══ Data

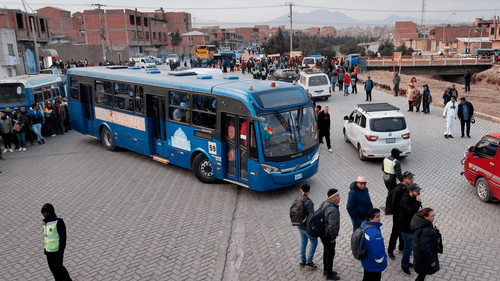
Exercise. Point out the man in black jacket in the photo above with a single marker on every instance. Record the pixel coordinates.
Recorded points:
(465, 112)
(395, 198)
(54, 232)
(304, 237)
(332, 228)
(409, 206)
(324, 127)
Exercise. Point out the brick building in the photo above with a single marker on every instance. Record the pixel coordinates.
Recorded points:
(18, 31)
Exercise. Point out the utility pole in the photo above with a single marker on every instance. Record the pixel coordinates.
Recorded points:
(291, 4)
(102, 31)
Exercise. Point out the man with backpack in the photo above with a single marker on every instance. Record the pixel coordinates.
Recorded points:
(332, 228)
(301, 208)
(376, 259)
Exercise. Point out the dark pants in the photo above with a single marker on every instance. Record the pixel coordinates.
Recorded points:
(463, 124)
(328, 255)
(421, 277)
(395, 234)
(7, 141)
(410, 105)
(325, 133)
(55, 261)
(372, 276)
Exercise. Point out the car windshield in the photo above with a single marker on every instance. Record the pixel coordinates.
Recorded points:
(390, 124)
(289, 132)
(318, 80)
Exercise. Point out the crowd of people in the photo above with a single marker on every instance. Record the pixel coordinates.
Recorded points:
(33, 124)
(411, 224)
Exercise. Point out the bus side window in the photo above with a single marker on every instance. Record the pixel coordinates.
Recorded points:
(138, 99)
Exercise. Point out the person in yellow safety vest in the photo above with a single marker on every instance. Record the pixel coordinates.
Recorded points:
(392, 172)
(54, 242)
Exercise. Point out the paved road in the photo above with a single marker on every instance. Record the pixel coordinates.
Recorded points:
(130, 218)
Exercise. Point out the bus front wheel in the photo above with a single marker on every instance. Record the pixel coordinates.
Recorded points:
(202, 169)
(107, 139)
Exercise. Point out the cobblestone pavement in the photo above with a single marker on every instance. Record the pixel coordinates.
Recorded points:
(130, 218)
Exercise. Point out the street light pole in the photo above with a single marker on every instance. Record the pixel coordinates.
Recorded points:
(446, 25)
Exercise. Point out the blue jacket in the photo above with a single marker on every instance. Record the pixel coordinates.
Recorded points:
(358, 204)
(377, 258)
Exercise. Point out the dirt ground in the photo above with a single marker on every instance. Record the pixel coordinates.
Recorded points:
(484, 94)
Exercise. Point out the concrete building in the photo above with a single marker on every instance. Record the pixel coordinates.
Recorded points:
(19, 32)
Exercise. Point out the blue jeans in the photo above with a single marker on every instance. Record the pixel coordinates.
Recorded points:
(408, 238)
(303, 244)
(37, 128)
(21, 137)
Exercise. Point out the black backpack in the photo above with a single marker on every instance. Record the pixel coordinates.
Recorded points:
(316, 222)
(358, 242)
(297, 213)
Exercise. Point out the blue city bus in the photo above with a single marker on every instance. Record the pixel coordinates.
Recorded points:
(25, 90)
(258, 134)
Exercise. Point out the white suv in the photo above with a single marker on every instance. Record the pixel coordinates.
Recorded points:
(316, 83)
(375, 129)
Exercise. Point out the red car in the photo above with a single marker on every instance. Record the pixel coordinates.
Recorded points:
(482, 167)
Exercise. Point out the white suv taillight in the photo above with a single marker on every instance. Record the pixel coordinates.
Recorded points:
(371, 138)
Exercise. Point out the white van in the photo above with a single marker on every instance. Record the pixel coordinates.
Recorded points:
(144, 62)
(315, 83)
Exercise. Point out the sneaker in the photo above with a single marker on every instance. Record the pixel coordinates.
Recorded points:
(311, 265)
(391, 255)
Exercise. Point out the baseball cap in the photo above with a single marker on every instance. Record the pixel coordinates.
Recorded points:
(414, 187)
(408, 174)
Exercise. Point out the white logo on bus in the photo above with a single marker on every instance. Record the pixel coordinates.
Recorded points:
(179, 140)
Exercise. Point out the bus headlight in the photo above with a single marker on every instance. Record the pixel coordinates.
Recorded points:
(270, 169)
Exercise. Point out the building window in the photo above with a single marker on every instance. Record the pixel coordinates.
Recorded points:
(42, 25)
(20, 21)
(10, 47)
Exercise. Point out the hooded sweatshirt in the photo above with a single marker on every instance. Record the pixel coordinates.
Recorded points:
(61, 226)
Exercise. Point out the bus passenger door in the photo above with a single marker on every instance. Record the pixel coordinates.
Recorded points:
(156, 124)
(87, 100)
(235, 143)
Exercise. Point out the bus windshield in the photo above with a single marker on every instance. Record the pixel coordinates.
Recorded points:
(12, 94)
(289, 132)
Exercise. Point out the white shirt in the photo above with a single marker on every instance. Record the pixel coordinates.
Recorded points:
(451, 109)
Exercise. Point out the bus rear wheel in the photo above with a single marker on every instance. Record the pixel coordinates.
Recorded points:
(202, 169)
(107, 139)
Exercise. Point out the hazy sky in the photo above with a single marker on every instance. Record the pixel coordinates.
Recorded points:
(248, 13)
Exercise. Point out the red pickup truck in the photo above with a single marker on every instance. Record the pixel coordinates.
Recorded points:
(482, 167)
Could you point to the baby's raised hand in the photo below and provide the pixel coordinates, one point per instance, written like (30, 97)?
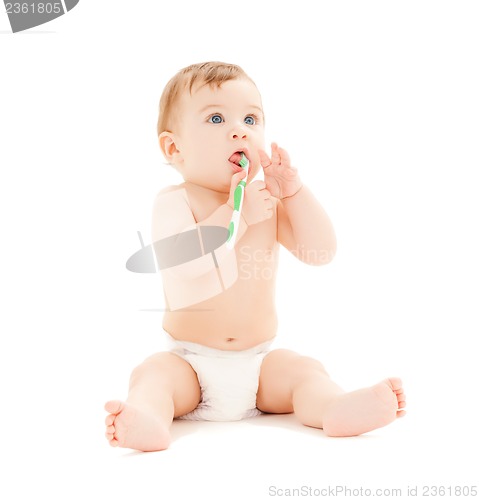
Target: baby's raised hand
(282, 179)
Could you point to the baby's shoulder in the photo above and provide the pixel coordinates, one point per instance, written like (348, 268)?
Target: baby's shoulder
(169, 189)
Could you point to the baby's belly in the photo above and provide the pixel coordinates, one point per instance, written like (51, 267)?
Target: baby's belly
(224, 326)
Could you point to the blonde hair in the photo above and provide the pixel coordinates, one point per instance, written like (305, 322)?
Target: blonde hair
(208, 73)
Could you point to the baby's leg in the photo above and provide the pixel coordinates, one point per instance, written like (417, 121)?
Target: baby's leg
(290, 382)
(164, 386)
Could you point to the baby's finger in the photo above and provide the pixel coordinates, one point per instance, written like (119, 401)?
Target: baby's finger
(275, 154)
(264, 159)
(285, 160)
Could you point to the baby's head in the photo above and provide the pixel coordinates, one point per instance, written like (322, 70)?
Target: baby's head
(208, 111)
(189, 79)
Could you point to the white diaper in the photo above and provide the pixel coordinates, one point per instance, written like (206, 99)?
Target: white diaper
(228, 379)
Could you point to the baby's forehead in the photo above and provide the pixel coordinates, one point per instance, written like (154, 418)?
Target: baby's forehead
(232, 92)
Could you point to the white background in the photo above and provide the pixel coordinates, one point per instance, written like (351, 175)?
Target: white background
(377, 103)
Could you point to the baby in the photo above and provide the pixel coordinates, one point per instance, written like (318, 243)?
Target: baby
(221, 318)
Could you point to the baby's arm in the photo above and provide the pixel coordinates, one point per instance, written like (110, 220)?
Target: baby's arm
(304, 228)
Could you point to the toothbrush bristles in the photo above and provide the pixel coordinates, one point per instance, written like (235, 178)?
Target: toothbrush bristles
(243, 163)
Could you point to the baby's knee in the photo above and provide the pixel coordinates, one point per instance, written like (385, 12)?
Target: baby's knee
(156, 364)
(307, 366)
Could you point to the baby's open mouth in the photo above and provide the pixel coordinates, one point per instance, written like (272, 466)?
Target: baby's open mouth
(236, 157)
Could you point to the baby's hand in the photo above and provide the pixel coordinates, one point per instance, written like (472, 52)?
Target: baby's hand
(282, 179)
(257, 202)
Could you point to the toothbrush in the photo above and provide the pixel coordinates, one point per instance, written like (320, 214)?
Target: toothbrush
(238, 204)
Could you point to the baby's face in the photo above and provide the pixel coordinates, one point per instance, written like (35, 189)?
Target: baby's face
(214, 123)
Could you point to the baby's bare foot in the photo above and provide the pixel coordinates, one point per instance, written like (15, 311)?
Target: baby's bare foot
(128, 427)
(364, 410)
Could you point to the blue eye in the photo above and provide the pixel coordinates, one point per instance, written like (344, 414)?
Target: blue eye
(216, 119)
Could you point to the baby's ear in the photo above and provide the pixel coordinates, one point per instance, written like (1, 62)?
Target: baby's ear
(169, 148)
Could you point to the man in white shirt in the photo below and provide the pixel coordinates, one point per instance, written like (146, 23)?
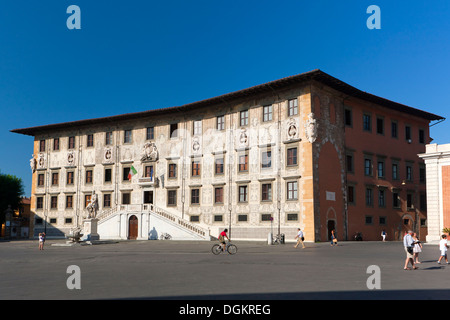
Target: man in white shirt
(443, 246)
(408, 243)
(300, 238)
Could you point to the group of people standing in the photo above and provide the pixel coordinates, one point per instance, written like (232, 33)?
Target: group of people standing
(413, 247)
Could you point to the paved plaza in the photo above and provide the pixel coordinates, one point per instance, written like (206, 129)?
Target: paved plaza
(173, 270)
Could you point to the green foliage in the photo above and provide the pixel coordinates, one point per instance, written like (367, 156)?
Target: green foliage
(11, 191)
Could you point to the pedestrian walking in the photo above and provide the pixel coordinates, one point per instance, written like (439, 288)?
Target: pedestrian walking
(300, 238)
(408, 243)
(443, 247)
(417, 248)
(333, 238)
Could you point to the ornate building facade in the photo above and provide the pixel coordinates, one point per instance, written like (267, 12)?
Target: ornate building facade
(306, 151)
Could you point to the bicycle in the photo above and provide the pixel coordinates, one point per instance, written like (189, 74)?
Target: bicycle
(218, 248)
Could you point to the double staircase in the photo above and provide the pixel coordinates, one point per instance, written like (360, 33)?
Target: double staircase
(164, 217)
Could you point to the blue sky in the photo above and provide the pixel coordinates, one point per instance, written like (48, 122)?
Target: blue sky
(133, 55)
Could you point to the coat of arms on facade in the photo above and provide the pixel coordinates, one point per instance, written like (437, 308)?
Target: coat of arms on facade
(71, 158)
(292, 129)
(311, 128)
(92, 207)
(149, 152)
(108, 155)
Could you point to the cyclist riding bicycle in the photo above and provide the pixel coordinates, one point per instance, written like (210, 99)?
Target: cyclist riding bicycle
(222, 237)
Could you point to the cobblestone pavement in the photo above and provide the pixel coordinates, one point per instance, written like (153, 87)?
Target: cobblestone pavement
(188, 270)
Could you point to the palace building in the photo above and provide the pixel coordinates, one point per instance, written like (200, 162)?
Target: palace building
(306, 151)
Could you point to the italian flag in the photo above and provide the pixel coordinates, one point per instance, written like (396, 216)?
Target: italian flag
(131, 173)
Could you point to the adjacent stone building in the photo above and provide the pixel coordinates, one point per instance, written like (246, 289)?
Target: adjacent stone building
(437, 161)
(306, 151)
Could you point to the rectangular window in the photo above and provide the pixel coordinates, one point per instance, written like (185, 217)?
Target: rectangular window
(395, 200)
(367, 167)
(292, 107)
(266, 192)
(87, 199)
(243, 118)
(126, 198)
(69, 202)
(56, 144)
(380, 171)
(41, 179)
(421, 136)
(150, 133)
(39, 202)
(380, 125)
(173, 130)
(394, 131)
(351, 194)
(267, 113)
(89, 176)
(218, 195)
(381, 198)
(243, 193)
(219, 162)
(407, 132)
(292, 193)
(90, 140)
(54, 202)
(171, 197)
(197, 127)
(70, 177)
(108, 175)
(220, 123)
(367, 122)
(196, 168)
(422, 174)
(348, 117)
(148, 173)
(266, 159)
(395, 171)
(243, 162)
(55, 178)
(125, 173)
(292, 156)
(71, 144)
(172, 170)
(108, 138)
(369, 197)
(409, 201)
(127, 136)
(195, 196)
(242, 218)
(409, 175)
(42, 146)
(349, 163)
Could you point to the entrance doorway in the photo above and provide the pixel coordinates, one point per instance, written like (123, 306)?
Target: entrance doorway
(132, 228)
(148, 197)
(331, 226)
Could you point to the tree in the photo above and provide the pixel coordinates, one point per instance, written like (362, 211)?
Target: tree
(11, 191)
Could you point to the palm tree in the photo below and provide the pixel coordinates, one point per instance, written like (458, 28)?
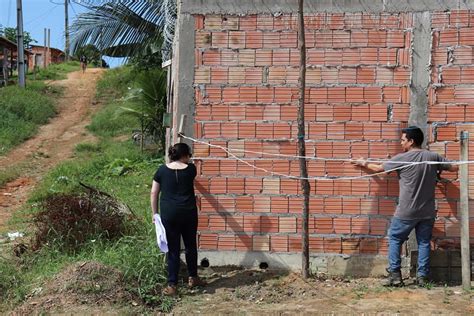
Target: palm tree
(125, 28)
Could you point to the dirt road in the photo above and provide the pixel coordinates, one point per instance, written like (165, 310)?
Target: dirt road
(54, 142)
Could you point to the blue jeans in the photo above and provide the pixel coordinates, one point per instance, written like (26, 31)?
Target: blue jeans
(398, 234)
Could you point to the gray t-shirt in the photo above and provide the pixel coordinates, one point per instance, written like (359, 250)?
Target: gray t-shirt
(417, 183)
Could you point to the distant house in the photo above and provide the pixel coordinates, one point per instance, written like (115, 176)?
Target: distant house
(373, 67)
(53, 56)
(8, 59)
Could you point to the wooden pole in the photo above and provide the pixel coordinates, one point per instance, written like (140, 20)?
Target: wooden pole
(301, 144)
(464, 208)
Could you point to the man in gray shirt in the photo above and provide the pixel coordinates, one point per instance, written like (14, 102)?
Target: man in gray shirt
(416, 205)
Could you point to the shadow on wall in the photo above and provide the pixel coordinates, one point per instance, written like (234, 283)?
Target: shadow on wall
(239, 241)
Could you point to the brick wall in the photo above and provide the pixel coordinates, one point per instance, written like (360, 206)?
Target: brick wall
(358, 98)
(451, 109)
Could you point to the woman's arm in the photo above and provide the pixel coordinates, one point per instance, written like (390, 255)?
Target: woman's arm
(155, 192)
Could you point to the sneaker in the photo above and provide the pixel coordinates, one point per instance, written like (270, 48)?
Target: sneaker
(170, 290)
(422, 281)
(196, 281)
(394, 279)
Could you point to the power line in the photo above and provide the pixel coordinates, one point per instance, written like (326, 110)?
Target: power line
(9, 11)
(42, 15)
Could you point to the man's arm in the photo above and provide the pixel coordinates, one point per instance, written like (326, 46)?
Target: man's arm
(369, 166)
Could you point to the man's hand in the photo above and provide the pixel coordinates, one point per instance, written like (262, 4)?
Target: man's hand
(361, 162)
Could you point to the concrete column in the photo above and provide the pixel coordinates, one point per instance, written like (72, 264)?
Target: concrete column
(183, 75)
(420, 77)
(420, 81)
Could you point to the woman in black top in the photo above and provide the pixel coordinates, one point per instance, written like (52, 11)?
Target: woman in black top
(175, 182)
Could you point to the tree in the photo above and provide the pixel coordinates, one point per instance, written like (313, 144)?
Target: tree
(10, 34)
(125, 28)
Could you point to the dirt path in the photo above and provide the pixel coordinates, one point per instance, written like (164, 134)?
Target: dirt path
(54, 142)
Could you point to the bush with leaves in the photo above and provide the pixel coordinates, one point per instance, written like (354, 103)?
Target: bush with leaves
(70, 220)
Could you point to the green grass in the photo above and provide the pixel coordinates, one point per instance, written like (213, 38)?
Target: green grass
(54, 71)
(22, 111)
(118, 168)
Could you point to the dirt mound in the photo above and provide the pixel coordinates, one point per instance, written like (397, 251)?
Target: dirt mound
(79, 287)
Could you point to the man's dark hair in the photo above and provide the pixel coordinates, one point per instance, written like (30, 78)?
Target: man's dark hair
(178, 151)
(414, 133)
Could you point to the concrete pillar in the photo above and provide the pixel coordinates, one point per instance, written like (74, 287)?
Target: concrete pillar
(183, 75)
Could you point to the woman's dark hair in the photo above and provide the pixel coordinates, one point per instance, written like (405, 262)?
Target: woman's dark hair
(415, 133)
(178, 151)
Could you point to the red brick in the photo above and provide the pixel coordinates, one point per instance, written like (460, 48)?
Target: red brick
(263, 57)
(248, 22)
(220, 39)
(211, 57)
(351, 57)
(359, 38)
(230, 95)
(236, 39)
(448, 37)
(207, 241)
(350, 245)
(377, 38)
(261, 243)
(395, 38)
(248, 94)
(368, 246)
(341, 39)
(324, 225)
(281, 57)
(369, 56)
(401, 76)
(335, 21)
(353, 20)
(226, 242)
(287, 224)
(253, 39)
(440, 19)
(288, 39)
(370, 21)
(279, 243)
(283, 22)
(323, 39)
(386, 207)
(279, 204)
(219, 75)
(360, 226)
(294, 243)
(365, 75)
(354, 94)
(332, 245)
(229, 58)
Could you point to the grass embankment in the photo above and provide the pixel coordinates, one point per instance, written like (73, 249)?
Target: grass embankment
(118, 168)
(54, 71)
(23, 110)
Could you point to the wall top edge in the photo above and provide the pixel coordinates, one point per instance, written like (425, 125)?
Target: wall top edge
(244, 7)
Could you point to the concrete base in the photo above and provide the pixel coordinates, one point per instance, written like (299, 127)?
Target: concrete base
(342, 265)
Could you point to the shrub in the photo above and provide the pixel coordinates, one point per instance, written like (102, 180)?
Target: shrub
(70, 220)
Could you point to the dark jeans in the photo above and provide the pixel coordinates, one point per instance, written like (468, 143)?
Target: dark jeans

════

Task objective: Lines with the word "windshield" in them are the answer; report each one from the data.

Completed exercise:
Exercise. Point out the car windshield in the photo above with a single marker on every instance. Record the pixel coordinates.
Exercise. Point out the bus windshield in the photo above with a single marker on every instance. Record the pixel coordinates.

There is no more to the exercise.